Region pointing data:
# # #

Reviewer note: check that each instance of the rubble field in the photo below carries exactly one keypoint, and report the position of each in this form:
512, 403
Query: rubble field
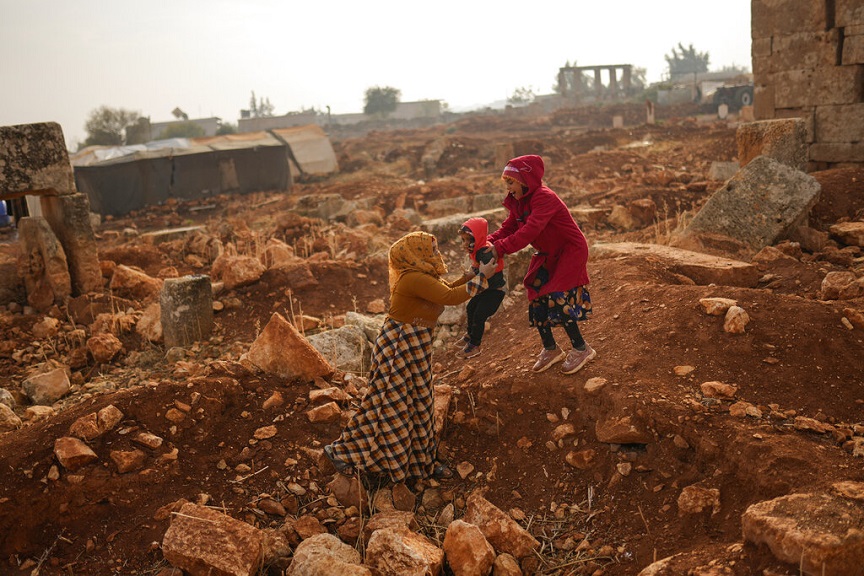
656, 449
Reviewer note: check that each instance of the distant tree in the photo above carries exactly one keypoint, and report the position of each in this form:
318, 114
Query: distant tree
226, 128
521, 96
185, 129
381, 101
684, 61
107, 126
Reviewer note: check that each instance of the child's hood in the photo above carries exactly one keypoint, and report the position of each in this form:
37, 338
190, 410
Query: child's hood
480, 230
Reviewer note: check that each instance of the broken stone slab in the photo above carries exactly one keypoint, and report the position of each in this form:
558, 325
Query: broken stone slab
784, 140
346, 348
326, 554
722, 170
42, 264
186, 310
34, 159
759, 206
703, 269
504, 533
820, 532
171, 234
203, 541
849, 233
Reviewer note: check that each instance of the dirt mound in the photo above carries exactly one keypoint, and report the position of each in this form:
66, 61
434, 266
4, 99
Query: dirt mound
600, 501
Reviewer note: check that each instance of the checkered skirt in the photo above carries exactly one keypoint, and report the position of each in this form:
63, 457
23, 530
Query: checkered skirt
393, 431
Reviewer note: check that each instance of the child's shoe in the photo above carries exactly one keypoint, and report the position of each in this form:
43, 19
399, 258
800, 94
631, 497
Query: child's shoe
470, 351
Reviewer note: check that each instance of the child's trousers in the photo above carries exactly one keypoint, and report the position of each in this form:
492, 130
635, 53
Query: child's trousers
479, 309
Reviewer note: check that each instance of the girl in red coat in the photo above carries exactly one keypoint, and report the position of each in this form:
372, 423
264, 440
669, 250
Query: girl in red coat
557, 278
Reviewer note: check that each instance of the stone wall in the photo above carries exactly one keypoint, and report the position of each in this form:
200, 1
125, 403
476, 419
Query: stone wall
808, 62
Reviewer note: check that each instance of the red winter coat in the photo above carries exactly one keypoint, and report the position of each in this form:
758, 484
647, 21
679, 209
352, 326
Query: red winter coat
540, 218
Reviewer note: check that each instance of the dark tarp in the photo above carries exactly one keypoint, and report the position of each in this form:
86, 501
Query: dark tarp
132, 182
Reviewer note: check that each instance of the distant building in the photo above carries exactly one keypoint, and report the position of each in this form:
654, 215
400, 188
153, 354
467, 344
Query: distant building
424, 109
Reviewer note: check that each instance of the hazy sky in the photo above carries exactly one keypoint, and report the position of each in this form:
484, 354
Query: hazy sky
61, 59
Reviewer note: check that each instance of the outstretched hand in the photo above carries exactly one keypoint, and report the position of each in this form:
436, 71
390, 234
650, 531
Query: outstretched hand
488, 269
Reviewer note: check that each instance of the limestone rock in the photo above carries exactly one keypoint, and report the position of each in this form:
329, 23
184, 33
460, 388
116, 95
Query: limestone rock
47, 388
324, 555
8, 419
505, 534
401, 552
820, 532
72, 453
736, 320
203, 541
467, 550
281, 350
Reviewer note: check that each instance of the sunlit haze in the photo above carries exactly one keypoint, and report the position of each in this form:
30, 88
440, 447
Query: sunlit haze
61, 59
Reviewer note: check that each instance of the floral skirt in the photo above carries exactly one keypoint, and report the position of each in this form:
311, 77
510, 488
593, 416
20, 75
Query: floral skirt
393, 431
560, 308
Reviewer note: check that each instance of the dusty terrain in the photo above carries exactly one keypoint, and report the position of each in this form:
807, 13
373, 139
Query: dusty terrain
614, 517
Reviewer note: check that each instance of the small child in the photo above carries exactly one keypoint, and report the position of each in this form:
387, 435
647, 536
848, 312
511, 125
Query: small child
482, 306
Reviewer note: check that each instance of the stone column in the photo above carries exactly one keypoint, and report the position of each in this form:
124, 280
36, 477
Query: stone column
613, 83
187, 310
69, 217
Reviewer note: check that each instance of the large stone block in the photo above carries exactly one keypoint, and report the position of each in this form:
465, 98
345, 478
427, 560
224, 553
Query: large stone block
33, 159
763, 102
848, 13
42, 264
843, 123
786, 16
187, 310
837, 152
782, 140
853, 50
800, 50
760, 205
820, 86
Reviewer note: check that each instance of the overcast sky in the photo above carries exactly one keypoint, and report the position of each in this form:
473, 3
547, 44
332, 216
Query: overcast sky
61, 59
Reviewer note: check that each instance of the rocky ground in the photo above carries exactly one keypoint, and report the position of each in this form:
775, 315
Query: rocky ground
656, 448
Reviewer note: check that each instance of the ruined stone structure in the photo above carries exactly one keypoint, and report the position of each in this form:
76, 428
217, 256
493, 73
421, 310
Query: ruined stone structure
571, 85
34, 162
808, 62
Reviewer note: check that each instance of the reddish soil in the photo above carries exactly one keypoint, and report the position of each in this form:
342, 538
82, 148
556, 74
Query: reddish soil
795, 358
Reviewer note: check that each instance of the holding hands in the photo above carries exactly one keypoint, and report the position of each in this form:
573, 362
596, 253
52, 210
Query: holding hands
488, 269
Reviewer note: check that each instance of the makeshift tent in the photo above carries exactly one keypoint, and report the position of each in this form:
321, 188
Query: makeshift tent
121, 184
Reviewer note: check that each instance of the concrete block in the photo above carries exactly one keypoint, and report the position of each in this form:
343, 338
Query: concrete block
186, 309
844, 123
782, 140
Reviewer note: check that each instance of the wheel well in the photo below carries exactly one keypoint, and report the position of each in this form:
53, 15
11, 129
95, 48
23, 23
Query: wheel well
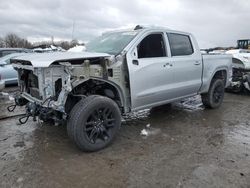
221, 74
93, 87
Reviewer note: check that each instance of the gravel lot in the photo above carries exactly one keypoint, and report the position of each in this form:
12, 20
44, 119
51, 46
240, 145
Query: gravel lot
184, 145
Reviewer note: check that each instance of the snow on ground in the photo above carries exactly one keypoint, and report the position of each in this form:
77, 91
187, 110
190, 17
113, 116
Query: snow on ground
78, 48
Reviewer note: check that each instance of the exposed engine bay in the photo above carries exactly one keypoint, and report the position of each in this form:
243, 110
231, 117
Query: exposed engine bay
241, 70
50, 93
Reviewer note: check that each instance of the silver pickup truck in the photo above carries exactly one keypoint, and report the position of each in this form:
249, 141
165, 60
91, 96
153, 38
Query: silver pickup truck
121, 71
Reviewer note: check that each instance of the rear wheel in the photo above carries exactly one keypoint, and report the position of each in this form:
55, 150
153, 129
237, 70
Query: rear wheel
94, 122
215, 95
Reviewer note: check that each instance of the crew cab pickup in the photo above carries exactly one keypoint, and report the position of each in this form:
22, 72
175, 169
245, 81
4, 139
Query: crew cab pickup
120, 72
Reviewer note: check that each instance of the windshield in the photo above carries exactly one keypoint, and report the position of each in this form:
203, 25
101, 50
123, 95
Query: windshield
244, 51
111, 43
7, 58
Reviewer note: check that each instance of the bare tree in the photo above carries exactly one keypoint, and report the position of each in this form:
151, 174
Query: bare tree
14, 41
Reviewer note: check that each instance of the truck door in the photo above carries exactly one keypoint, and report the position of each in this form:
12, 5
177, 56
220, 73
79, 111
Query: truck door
187, 64
149, 71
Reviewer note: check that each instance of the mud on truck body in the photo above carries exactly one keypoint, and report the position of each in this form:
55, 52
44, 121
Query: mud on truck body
121, 71
241, 70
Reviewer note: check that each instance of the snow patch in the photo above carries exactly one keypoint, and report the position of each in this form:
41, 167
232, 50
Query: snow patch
77, 48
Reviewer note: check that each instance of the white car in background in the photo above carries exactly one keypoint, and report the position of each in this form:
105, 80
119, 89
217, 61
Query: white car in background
241, 70
8, 75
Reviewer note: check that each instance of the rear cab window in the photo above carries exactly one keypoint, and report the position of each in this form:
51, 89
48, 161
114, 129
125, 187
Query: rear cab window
180, 44
152, 46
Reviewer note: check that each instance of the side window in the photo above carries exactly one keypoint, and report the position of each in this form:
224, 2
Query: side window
180, 45
152, 46
4, 53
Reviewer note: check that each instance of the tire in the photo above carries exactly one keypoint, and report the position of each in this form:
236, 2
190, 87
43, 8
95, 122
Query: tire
93, 123
214, 97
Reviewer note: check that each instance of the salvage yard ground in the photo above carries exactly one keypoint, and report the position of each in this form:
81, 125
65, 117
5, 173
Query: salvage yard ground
182, 146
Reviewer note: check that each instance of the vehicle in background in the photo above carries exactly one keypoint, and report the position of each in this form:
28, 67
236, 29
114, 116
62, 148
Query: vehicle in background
7, 51
2, 84
8, 75
241, 70
243, 44
120, 72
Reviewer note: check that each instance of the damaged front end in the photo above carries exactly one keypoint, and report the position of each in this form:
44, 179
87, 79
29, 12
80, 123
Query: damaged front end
45, 90
240, 76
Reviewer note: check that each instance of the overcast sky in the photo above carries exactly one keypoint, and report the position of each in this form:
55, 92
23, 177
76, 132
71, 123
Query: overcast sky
213, 22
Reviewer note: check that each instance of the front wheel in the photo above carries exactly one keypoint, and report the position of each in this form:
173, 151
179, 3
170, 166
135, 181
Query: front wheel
94, 122
215, 95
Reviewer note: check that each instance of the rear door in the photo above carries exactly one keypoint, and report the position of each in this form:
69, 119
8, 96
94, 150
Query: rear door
187, 63
149, 70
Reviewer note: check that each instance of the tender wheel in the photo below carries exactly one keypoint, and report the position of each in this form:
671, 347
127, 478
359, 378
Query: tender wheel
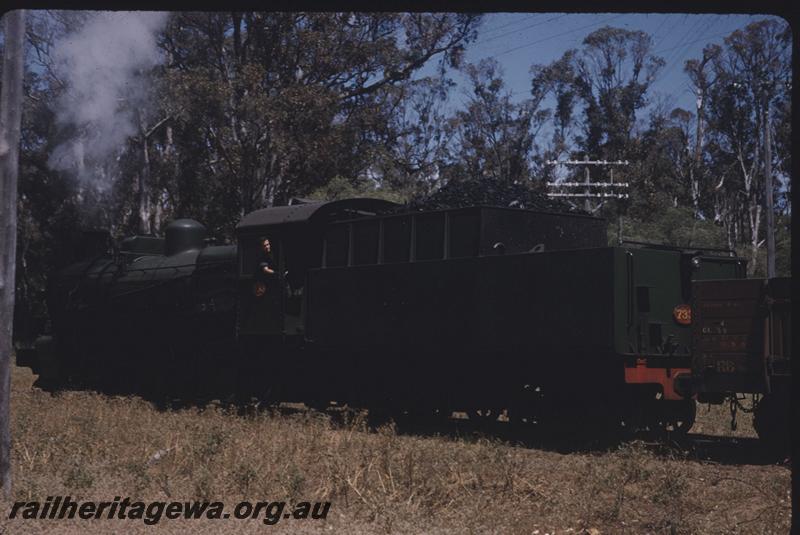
772, 423
679, 416
484, 415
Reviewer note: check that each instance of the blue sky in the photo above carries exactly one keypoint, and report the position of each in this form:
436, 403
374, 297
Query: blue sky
518, 40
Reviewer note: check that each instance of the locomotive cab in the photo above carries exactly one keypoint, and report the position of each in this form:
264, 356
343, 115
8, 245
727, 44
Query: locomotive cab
275, 305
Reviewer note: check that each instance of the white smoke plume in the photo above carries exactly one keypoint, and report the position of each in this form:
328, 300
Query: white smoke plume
105, 66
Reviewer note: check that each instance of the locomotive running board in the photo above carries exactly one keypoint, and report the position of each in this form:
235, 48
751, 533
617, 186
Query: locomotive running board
641, 374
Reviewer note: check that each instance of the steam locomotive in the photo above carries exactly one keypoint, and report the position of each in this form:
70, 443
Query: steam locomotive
480, 309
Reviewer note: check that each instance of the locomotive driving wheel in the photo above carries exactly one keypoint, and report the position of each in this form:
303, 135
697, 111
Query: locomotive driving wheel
677, 417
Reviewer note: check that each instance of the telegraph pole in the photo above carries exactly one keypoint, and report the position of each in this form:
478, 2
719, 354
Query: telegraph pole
10, 114
608, 190
768, 189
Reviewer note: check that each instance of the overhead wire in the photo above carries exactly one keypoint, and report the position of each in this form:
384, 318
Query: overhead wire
514, 49
512, 23
539, 23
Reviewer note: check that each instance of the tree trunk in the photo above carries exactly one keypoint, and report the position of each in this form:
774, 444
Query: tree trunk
145, 206
10, 118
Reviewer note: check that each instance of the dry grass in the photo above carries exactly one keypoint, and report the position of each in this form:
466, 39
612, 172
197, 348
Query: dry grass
95, 447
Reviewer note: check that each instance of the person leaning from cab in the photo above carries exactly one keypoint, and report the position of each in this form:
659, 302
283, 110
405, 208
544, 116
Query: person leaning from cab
266, 264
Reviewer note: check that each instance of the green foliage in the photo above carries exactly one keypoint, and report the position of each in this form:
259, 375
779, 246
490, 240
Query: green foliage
672, 226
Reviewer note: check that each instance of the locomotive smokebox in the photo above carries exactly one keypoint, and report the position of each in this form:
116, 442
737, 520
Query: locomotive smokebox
184, 235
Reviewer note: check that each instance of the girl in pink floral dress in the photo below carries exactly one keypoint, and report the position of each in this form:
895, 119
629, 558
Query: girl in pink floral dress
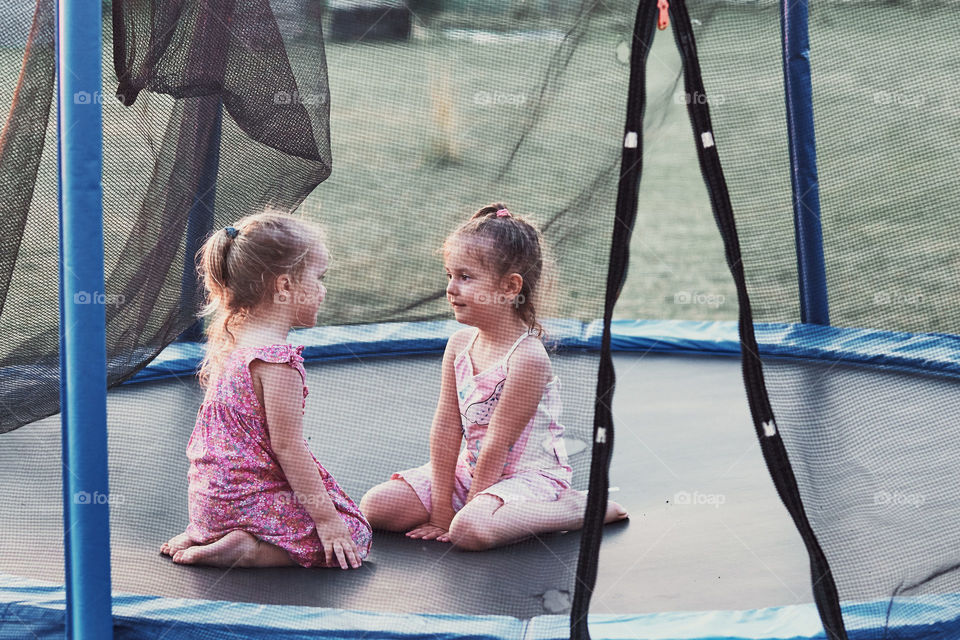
498, 395
257, 495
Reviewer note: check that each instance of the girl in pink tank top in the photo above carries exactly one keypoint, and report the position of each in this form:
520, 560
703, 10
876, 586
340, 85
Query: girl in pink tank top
257, 495
498, 470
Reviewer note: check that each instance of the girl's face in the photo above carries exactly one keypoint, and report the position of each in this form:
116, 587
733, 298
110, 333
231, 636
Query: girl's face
309, 292
478, 296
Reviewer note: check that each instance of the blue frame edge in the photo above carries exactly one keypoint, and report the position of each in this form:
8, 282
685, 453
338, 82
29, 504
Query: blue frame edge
38, 607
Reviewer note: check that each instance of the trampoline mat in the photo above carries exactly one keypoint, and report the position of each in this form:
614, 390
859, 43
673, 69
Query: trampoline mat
707, 530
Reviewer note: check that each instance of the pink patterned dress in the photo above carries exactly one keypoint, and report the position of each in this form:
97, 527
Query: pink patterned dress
235, 480
536, 467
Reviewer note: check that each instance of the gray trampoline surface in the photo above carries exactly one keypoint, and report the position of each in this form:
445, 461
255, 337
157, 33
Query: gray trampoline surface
707, 530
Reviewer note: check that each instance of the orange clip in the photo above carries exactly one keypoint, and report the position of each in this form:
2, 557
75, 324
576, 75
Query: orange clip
663, 20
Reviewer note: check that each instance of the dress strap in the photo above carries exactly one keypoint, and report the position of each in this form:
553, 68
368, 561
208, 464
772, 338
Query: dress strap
470, 344
515, 345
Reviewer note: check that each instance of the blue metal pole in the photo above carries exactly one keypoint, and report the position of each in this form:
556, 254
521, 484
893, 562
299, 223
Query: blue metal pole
83, 365
811, 270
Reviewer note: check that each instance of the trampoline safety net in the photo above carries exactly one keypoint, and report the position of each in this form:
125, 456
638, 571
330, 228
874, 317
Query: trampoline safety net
389, 124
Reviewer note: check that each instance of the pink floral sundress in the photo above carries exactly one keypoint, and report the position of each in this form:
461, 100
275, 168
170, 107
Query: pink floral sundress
235, 480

# # #

## What the task requires
Check each line above for the string "below" and show the ones that have it.

## Task response
Reviewer note: check that each instance of the rubble field in the photo below carries exactly one keypoint, and report the position of each in this form:
Reviewer note: check that each instance of the wheel well in the photo below carries exactly one keypoint, and report the position of each in this form:
Reviewer note: check that each instance of the tender wheel in the photo below carries exactly one keypoint, and report the position of each in this form:
Reviewer note: check that each instance of the girl in pink floral dress in the photo below carries exactly one keypoint, and report the position of each in this form:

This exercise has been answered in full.